## Text provided
** Start **
Patricia Sonius – Ster

Patricia Sonius – Ster

Patricia Sonius is Manager Research and Development at Stichting Etherreclame (Ster), the foundation that commercializes advertising space for the Dutch public broadcasting channels, the Nederlandse Publieke Omroep (NPO). Her team offers research solutions to (internal) clients, as well as providing the right insights to Ster’s marketing department to strengthen the brand. Patricia is also a board member of the Radio Advies Bureau (Radio Advisory Bureau, RAB) and in that capacity involved with the National Listening Study (Nationaal LuisterOnderzoek, NLO).

Main KPIs for brand growth

When it comes to brand growth, Patricia thinks you should always look towards the business goals: “We are a sales organisation, so that is the main goal. To strengthen your brand, I believe in following the principles of Byron Sharp: as many people as possible should know your brand and think of your brand in relevant moments of purchase and usage situations. Secondly, you need to make the purchase as easy as possible. We are the only one in the market to have a client portal where you can buy your media directly via an online platform. It is not quite as cheap tickets or bol.com yet, but that is the ultimate goal. Next to that, I am convinced that although you have brands with more specific target groups – think of stairlifts for example – you never know who will buy them, it could very well be the daughter who is worried about her parents. You have to make sure that as many people as possible know your brand and link that to relevant associations.” Patricia emphasises the importance and relevance of both new and returning customers in business to business sphere: “If an FMCG brand loses one customer on a product of one or two euros, you wouldn’t notice the difference, but stakes are much higher in b2b, where one client can make a difference of a few million. Relation management is very important in the b2b market.”

“We also follow some core internal principles”, Patricia continues. “We want to be accessible to every advertiser, on both ease of purchase and price. We want to be leading in the research that we do and the events and activities we organise. Finally, we are a reliable partner, we deliver what we promise, yet we are human so whenever a mistake is made we always compensate for it. These values are measured among our clients in interviews and in surveys .”
** End **
## Work to do
Resume the profile of Patricia Sonius at Ster right after its final sentence, keeping its interview style.

Image region labeling entries:
** Start **
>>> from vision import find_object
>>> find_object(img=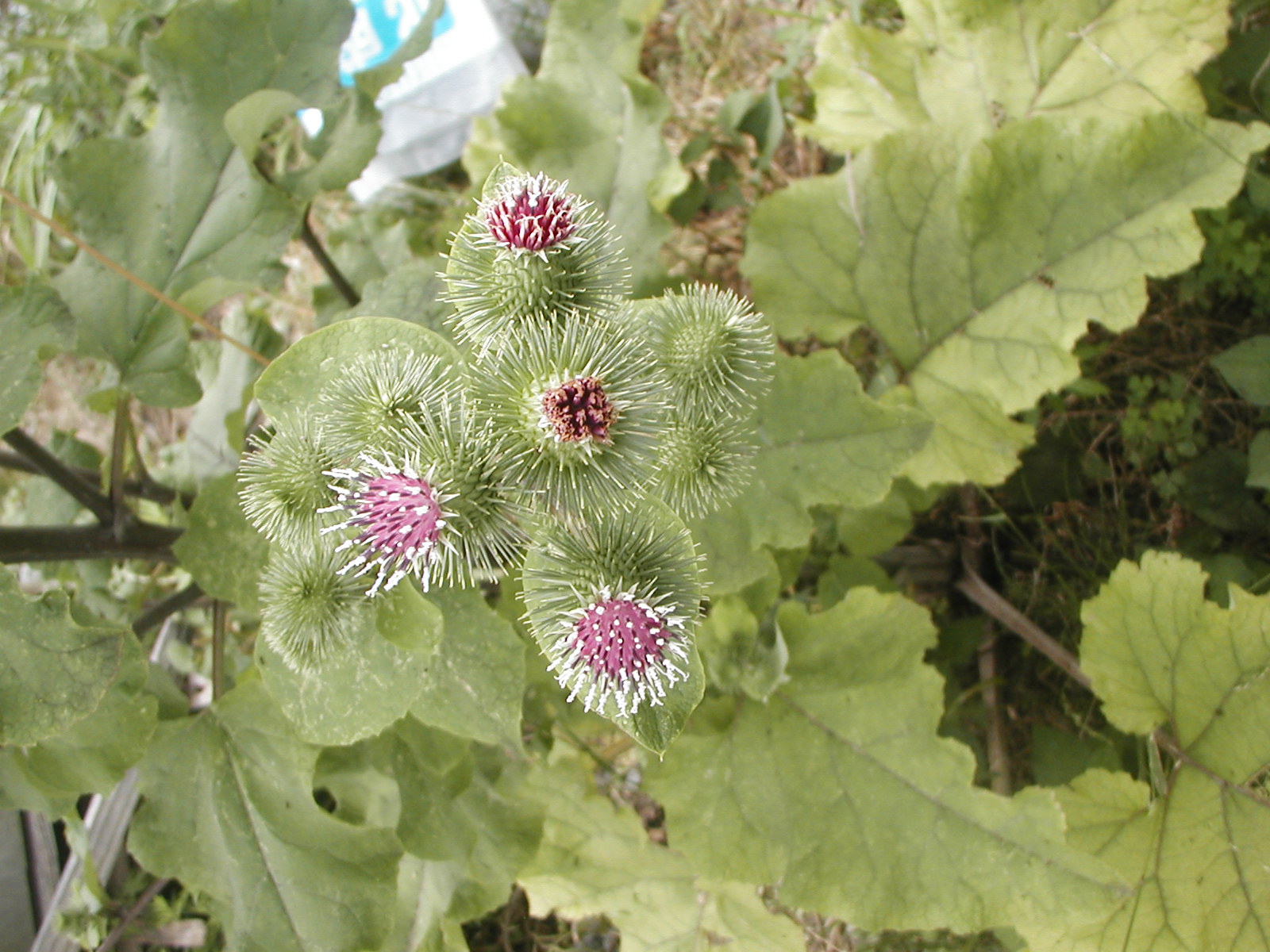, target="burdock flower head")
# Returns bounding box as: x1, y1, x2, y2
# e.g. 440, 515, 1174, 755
654, 413, 756, 519
318, 347, 460, 455
641, 284, 776, 416
260, 542, 368, 671
525, 500, 702, 749
239, 414, 339, 548
468, 324, 664, 512
324, 404, 522, 595
483, 174, 578, 259
446, 163, 629, 349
** End **
## Exercise answer
Data-driven decisions

Regarding data, Patricia believes you should always make decisions based on insights: “In marketing, it is important to test product development and all forms of advertising, be it radio, TV or outdoors, and decide based on data which one to use, and the same applies to your media buy. Measuring effectiveness is where it becomes a different story. You can measure the effectiveness of radio, TV and outdoor campaigns very well, but measuring your entire marketing mix is quite difficult. You can map out the effects on your marketing KPIs, but it is trickier to attribute that to something like website conversion. I notice that there are a lot of different methods in the market, and often very simple methodologies are used which means that the effect of radio and TV is not included, whilst these efforts do contribute. To combine the effectiveness of both long- and short term campaigns into one model is a challenge.”

Patricia shares an example of a data-driven approach within Ster: “In 2018, we started working on a data-driven trajectory to organise and prioritize our sales organization better. In a customer matrix, we map out where our customers stand, whether they are regular, returning customers or new customers, as well as their potential, expenditure on all types of media, when they have been in contact and what their potential for Ster is. The potential score is based on an AI model in which we also look at the core target group of the client itself. NPO serves a certain target group, so if the target group of an advertiser fits the score will be higher. Our sales process is therefore nowadays becoming more data-driven, and there are a lot of data sources linked up. At the moment, we are also implementing a new CRM system, and the matrix will be at the heart of it. In the future, we want to keep track of all our actions to predict which action will lead to which customer behaviour.” Without loosing track of the human part of doing sales and the importance of relationship management off course. Patricia has come across some challenges: “My biggest challenge is that Ster’s B2B target group is fairly small, and therefore researching the growth in marketing KPI’s very difficult. Because I can’t find respondents, or the right respondents, I can’t interpret the figures I get from our brand tracker accurately.” According to Patricia, there is also room to grow in marketing automation: “We aren’t utilising those marketing leads enough, and that is something we will tackle within our new CRM system. We do great things to get customers in, from webinars to whitepapers and sharing content, but the process of making a marketing qualified lead into a sales qualified lead isn’t in place yet. The goal is to create a nice flow so when someone registers for an event they should receive an automated follow-up. We want to link the amount of media budget we spend to the number of registrations, whitepaper downloads, newsletter signups and people contacting us. That is very valuable information we need to organise better.”

“Often, decisions are being made based on data you can’t compare. In my utopia, those figures are all comparable.”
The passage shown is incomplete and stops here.